SELECTED TEXT -
━━━━━━━━━━━━━━━━━━━━━━━━━━━━━━
Williamson himself appeals to confidence intervals in illustrating a direct inference from a confidence level to a degree of belief in a particular interval estimate. A popular reconciliation, which I think he endorses, makes use of frequentist matching priors. Fisher’s fiducialist essentially tried to do this without appealing to priors. So again it’s not clear why he takes statisticians as uninterested in direct inference. True, contradictions result from probabilistic instantiation, as noted in my “casualties“, and in Williamson’s presentation. (His solution is to drop Bayesian conditioning and start over with new maximum entropy priors.) The error statistician will also take error probabilities of methods as qualifying a particular inference. But it is qualifying, not its degree of believability, but rather, how well tested or corroborated it is.

The upshot: I consider statistical methods far more relevant to the philosophers’ epistemological projects than I find in Williamson’s portrayal, at least based on his May 20 presentation. Philosophers of confirmation and formal epistemology shortchange themselves by keeping their projects separate from the ones that empirical statistical (and other formal and quasi-formal) methods supply. In the reverse direction, the foundational and methodological problems of these methods cannot be so readily swept aside as simply directed at a problem that is outside of those of the philosophers. In my view, this thinking has stalled progress in both arenas for the past 25 years.

Please share your comments and questions.


[i] Admittedly, there is a program of Bayesian epistemology that might be seen as doing ordinary epistemology (discussions about knowledge and beliefs) employing formal probabilities. But this is not Williamson’s project.
━━━━━━━━━━━━━━━━━━━━━━━━━━━━━━
CHALLENGE A - Quote every sentence in the excerpt on statistics and philosophy that contains the name Williamson.
CHALLENGE B -
Using the excerpt on statistics and philosophy, answer each question briefly:
(i) What is Williamson's solution to the contradictions from probabilistic instantiation?
(ii) For how many years does the author say this thinking has stalled progress in both arenas?
(iii) According to the note marked [i], what does the program of Bayesian epistemology employ in doing ordinary epistemology?
━━━━━━━━━━━━━━━━━━━━━━━━━━━━━━
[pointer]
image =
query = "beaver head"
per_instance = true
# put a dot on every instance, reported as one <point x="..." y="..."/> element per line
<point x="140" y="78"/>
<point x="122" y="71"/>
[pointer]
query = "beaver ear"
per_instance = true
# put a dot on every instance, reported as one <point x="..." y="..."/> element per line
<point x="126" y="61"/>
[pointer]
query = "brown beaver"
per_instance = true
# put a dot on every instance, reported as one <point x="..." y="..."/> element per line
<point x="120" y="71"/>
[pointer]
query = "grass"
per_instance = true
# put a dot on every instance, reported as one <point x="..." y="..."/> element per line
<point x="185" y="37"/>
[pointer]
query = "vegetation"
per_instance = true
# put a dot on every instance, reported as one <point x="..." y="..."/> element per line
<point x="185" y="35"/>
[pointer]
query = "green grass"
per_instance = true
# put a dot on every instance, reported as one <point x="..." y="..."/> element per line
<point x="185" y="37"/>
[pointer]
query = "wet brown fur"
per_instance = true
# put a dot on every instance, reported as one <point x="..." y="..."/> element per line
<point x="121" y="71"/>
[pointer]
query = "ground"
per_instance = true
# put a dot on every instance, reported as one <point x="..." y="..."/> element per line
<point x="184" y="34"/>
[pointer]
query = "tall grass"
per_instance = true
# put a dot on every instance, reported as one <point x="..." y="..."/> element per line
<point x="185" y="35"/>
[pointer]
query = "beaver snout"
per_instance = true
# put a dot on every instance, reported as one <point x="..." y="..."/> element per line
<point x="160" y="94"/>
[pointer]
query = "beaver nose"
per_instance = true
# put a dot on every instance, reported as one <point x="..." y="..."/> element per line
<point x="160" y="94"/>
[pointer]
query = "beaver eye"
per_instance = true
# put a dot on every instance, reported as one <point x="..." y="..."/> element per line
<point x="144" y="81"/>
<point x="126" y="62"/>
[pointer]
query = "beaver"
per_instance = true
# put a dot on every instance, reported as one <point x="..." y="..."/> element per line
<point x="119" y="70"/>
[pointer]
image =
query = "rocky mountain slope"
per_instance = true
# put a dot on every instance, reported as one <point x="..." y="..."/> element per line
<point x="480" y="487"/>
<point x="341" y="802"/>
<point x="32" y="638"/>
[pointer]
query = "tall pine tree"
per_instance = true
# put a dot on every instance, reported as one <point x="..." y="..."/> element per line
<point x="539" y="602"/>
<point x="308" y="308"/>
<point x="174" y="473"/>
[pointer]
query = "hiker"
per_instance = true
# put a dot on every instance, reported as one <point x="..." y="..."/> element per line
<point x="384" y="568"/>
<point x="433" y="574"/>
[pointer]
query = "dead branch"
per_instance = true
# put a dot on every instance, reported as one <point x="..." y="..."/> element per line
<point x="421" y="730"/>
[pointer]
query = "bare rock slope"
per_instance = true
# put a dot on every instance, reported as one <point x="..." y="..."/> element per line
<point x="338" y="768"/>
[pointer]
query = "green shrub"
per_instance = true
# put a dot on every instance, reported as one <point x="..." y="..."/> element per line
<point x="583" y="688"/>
━━━━━━━━━━━━━━━━━━━━━━━━━━━━━━
CORRECT OUTPUT A -
1. "Williamson himself appeals to confidence intervals in illustrating a direct inference from a confidence level to a degree of belief in a particular interval estimate."
2. "True, contradictions result from probabilistic instantiation, as noted in my “casualties“, and in Williamson’s presentation."
3. "The upshot: I consider statistical methods far more relevant to the philosophers’ epistemological projects than I find in Williamson’s portrayal, at least based on his May 20 presentation."
4. "But this is not Williamson’s project."

CORRECT OUTPUT B -
(i) He drops Bayesian conditioning and starts over with new maximum entropy priors.
(ii) The past 25 years.
(iii) Formal probabilities.